==== FONTE

ZARA, IL BRAND CREATO DA “UN BAMBINO POVERO”. COM’È LA MIA BORSA?
Se ti dico Amancio Ortega a cosa pensi? Suppongo al suono spagnoleggiante, forse. E a nient’altro.
In realtà, ti ho appena fatto il nome del secondo uomo più ricco del pianeta, con un patrimonio di quasi 80 miliardi di dollari, secondo la rivista Forbes. L’uomo che ha creato Zara, uno dei marchi più conosciuti del globo.
Tuttavia, a dispetto della popolarità di cui godono i marchi del gruppo Inditex, di proprietà dello stesso Ortega… l’imprenditore, ormai ottantenne, non è mai stato al centro della scena mediatica. Anzi, l’ha sempre evitata.
Probabilmente perché è figlio dell’epoca pre-mediatica, in cui l’uomo d’affari non era abituato a metterci, necessariamente, la faccia. O, forse, semplicemente non ne ha mai sentito l’esigenza.
Ma lui è il padre di Zara, un marchio presente in 93 paesi, con più di 2.200 filiari. E non solo. Inditex è la compagnia che raccoglie altri brand famosi, come Paul & Bear, Stradivarius e Oysho.
Ho comprato una borsa Zara perché fortemente incuriosita dal mood e dalla popolarità di un marchio che ha dato vita ad un vero e proprio “format” della moda contemporanea, cioè quello del fast fashion.

========
==== DATI FORNITI

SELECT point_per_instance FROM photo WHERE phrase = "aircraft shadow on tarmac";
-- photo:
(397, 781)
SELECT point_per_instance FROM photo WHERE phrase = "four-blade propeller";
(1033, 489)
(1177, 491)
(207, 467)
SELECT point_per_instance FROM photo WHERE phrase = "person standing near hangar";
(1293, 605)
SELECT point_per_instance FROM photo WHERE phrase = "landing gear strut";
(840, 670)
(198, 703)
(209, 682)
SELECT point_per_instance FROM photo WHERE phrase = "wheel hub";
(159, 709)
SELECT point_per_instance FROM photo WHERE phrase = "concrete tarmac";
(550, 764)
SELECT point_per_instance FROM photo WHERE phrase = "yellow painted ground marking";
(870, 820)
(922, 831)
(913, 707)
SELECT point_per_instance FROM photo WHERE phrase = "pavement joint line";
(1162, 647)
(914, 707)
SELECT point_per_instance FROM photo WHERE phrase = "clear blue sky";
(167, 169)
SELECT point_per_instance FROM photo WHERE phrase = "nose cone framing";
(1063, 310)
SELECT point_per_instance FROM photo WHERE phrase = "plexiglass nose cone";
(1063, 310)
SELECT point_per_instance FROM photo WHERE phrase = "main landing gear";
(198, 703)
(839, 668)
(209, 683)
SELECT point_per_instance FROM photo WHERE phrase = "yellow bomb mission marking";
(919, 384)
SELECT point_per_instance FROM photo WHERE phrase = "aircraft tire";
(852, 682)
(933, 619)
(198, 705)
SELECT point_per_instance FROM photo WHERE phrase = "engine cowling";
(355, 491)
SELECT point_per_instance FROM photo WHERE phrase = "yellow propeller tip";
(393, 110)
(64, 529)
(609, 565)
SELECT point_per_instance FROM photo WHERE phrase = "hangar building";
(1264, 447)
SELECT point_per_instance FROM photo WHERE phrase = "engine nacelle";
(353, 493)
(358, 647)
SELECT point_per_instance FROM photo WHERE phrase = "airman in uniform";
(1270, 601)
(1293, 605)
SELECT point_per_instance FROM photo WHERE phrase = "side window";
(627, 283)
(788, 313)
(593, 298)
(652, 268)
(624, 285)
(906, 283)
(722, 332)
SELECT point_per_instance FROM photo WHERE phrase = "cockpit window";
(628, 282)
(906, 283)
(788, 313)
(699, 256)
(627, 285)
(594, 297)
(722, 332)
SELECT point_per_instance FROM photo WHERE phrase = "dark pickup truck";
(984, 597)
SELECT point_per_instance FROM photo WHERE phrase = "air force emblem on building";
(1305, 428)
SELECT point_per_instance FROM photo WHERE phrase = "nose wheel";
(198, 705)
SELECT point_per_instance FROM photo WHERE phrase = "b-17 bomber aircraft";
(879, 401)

========

CONSEGNA: Secondo il testo su Zara, in quanti paesi è presente il marchio? Le righe sono materiale a sé, distinto dal testo su Zara.

SOLUZIONE SCRITTA: In 93 paesi.